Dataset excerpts
+++++
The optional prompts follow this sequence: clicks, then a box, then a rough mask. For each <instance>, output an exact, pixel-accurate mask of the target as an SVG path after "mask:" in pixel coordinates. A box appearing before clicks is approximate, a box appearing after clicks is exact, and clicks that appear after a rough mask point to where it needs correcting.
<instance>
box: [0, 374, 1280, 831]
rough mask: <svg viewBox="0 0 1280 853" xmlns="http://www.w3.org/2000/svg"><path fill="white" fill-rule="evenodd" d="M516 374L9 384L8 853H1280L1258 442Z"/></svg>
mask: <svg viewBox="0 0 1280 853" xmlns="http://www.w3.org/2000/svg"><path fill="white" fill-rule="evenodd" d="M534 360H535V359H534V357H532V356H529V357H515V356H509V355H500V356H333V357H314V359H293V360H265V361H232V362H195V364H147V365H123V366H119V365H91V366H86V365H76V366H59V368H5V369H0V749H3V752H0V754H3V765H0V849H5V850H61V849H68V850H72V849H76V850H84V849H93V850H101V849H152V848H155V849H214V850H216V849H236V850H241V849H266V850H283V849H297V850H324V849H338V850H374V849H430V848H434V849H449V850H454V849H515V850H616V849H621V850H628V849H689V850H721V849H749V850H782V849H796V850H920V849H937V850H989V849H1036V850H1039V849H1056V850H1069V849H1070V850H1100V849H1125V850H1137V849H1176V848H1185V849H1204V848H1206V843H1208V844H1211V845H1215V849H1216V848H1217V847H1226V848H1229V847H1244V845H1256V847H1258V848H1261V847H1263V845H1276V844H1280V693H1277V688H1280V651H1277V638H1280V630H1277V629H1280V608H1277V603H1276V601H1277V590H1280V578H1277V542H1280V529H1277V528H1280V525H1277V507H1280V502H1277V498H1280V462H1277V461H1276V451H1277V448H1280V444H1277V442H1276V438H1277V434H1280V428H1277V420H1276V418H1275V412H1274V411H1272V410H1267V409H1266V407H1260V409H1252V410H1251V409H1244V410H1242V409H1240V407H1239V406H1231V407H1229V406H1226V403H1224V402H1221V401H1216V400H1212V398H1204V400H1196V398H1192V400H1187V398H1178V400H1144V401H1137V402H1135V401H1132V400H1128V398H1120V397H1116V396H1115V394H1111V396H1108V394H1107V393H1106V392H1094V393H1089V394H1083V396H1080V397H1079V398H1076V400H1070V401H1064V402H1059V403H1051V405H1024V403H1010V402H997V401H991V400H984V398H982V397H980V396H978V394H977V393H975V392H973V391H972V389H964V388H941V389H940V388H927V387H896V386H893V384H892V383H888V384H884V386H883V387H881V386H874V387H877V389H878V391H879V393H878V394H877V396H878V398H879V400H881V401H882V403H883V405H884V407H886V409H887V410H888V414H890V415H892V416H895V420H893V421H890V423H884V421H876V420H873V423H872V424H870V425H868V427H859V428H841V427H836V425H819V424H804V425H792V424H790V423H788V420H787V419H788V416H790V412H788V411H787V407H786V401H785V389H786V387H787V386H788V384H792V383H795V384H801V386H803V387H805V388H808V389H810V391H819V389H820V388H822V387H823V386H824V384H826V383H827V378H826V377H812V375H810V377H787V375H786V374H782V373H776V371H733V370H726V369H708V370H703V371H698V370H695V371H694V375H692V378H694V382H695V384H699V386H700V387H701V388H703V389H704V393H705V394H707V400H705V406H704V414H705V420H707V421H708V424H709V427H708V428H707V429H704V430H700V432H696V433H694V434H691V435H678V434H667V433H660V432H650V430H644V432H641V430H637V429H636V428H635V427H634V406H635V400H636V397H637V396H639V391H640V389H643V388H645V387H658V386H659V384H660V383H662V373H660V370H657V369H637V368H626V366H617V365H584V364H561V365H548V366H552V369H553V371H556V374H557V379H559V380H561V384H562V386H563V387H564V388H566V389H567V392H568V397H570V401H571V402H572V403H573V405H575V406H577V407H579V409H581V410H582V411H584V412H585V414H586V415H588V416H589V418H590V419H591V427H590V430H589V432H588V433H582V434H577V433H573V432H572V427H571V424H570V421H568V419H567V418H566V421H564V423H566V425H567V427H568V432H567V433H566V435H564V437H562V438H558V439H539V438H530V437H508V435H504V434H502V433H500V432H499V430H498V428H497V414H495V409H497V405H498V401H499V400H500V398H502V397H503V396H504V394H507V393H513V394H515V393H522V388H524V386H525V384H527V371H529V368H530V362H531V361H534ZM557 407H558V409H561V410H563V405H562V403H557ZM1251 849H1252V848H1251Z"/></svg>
+++++
About this task: Lines from the top of the entries through the line with "box: [0, 374, 1280, 831]" are to be transcribed exactly, and nothing more.

Answer to the exercise:
The optional prompts follow this sequence: clicks, then a box, then a rough mask. For each <instance>, output an exact, pixel-accurate mask of the target as an SVG path after "mask:" in pixel coordinates. A box appearing before clicks is approximate, a box appearing after clicks is exact, and clicks that appear after a rough mask point to where it needs correcting.
<instance>
box: [0, 374, 1280, 831]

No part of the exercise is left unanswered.